## OBJECTIVE:
Rewrite the items from their start through the line containing "[(188, 166)]", requests included, shifting each pixel coordinate in the answers by adding 92 to every number. Leave the requests and their format samples unchanged.

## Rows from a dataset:
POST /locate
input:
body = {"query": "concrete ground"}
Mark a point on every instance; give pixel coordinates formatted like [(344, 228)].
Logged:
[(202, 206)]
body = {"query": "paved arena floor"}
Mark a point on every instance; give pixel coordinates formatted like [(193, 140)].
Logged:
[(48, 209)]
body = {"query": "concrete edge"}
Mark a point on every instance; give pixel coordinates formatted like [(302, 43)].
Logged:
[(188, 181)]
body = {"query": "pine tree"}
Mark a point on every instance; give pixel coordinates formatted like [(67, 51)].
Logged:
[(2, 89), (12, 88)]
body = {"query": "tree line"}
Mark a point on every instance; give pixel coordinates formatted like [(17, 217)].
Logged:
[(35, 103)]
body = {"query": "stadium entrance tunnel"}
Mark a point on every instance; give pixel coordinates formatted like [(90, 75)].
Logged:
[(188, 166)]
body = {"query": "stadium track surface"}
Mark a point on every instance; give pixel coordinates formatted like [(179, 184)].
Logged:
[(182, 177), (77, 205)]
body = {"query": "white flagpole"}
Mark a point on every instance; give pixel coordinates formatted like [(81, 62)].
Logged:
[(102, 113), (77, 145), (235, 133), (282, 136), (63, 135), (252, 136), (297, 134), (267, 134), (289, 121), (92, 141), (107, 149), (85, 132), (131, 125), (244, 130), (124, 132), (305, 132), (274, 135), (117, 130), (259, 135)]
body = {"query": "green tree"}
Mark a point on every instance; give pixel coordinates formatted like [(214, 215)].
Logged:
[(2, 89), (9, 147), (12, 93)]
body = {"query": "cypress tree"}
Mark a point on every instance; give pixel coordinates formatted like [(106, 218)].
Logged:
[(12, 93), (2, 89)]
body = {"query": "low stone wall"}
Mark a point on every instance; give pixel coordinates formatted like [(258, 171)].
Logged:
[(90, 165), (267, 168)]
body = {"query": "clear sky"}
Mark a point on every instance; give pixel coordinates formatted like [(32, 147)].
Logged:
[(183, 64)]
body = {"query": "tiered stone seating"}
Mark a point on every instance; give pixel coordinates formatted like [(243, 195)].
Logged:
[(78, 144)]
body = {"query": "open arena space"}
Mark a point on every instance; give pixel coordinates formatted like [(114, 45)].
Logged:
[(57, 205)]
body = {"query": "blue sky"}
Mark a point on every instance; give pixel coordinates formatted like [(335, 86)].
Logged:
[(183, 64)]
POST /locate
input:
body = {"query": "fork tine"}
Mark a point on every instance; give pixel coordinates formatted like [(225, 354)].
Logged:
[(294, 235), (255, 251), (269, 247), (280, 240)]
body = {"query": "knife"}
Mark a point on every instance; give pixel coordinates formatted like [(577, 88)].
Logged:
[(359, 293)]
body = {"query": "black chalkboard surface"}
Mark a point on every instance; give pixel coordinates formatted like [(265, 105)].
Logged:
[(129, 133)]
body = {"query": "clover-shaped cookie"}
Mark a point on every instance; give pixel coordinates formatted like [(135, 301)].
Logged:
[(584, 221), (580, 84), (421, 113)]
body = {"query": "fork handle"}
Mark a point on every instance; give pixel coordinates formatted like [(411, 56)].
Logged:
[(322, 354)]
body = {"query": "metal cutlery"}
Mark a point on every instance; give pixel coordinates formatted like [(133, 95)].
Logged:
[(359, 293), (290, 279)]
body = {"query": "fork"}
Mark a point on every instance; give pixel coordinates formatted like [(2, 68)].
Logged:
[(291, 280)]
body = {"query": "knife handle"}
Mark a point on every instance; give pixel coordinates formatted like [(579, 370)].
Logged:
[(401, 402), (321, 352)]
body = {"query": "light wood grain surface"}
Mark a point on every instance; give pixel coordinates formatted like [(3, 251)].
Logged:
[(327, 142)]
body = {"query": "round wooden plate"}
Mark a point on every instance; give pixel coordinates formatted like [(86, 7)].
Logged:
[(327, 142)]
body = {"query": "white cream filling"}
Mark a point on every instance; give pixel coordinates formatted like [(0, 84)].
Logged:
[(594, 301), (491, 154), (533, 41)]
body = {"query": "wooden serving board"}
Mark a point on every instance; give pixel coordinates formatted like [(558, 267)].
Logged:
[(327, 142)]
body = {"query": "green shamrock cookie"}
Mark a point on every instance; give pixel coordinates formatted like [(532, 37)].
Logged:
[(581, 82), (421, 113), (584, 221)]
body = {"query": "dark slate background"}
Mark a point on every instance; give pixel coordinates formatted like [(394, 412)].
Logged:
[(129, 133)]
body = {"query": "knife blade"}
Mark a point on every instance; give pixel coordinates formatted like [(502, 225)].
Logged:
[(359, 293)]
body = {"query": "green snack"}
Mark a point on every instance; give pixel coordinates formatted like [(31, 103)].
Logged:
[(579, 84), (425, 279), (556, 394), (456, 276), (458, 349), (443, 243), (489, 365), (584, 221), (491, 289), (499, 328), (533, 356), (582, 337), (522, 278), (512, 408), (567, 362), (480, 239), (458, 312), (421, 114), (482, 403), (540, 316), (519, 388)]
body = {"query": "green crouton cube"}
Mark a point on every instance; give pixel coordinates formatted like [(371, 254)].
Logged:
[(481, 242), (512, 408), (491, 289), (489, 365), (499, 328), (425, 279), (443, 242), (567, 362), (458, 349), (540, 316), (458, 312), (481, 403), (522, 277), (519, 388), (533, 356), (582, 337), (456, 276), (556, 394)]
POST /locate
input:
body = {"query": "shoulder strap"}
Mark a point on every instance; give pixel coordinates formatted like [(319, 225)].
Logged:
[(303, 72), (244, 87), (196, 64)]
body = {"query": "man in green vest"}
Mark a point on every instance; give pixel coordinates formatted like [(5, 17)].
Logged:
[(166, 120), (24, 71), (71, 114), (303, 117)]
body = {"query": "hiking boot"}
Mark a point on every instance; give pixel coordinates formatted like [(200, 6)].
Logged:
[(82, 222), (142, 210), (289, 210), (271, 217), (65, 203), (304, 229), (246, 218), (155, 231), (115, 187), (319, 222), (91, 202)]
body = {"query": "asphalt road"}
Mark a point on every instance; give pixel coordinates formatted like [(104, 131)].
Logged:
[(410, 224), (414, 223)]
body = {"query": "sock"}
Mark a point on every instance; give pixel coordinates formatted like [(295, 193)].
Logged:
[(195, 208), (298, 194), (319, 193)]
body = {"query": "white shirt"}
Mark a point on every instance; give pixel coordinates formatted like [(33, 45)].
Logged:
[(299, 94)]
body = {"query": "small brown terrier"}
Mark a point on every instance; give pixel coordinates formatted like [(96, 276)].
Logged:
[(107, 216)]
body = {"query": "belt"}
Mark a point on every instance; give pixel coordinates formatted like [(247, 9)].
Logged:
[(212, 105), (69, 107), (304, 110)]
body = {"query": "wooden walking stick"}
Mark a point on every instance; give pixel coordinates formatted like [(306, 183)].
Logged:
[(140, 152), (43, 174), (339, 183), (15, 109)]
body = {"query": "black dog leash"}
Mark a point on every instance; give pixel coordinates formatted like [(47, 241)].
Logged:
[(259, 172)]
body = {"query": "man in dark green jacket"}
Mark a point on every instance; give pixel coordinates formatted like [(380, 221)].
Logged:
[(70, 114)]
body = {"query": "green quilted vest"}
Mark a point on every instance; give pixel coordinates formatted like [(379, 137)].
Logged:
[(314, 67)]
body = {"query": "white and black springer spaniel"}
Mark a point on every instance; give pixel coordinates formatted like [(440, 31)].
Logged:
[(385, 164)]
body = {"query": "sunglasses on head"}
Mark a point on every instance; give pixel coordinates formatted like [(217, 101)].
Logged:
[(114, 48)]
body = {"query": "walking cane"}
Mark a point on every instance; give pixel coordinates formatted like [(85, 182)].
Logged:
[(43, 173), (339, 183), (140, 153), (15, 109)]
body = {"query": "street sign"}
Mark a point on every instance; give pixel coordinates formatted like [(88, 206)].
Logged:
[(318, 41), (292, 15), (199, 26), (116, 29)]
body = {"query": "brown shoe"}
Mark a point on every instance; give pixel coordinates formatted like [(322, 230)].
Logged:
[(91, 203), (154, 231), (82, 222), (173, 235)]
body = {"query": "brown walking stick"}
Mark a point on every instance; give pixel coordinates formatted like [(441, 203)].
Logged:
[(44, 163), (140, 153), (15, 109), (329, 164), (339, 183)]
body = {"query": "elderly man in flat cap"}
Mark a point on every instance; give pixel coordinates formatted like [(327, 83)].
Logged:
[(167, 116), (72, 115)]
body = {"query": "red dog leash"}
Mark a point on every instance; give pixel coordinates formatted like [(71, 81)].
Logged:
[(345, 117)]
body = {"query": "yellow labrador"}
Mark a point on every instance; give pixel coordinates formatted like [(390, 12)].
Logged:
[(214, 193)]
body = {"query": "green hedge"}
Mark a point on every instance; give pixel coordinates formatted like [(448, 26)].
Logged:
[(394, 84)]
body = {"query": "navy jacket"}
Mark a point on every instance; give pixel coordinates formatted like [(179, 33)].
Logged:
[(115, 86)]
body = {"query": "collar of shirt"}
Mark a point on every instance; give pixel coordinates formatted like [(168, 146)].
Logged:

## RESULT OF THIS EXERCISE:
POST /locate
input:
body = {"query": "concrete ground"}
Mark a point on every instance; give pixel coordinates formatted like [(344, 228)].
Logged:
[(294, 298)]
body = {"query": "paved arena floor"}
Mark a point on every instance; give pixel coordinates formatted like [(193, 140)].
Logged:
[(140, 301)]
body = {"query": "concrete edge"}
Mark a point on every instance; give pixel coordinates formatted like [(302, 43)].
Logged:
[(280, 273)]
body = {"query": "pine tree"}
Mark a point on every instance; give pixel coordinates formatted like [(67, 51)].
Logged:
[(94, 181), (104, 180)]
body = {"query": "tree line"}
Mark a point on every instance; give pixel coordinates formatted like [(17, 217)].
Logged:
[(127, 195)]
body = {"query": "stadium entrance tunnel"}
Mark a point on every instance; give pixel coordinates formatted like [(90, 75)].
Logged:
[(280, 258)]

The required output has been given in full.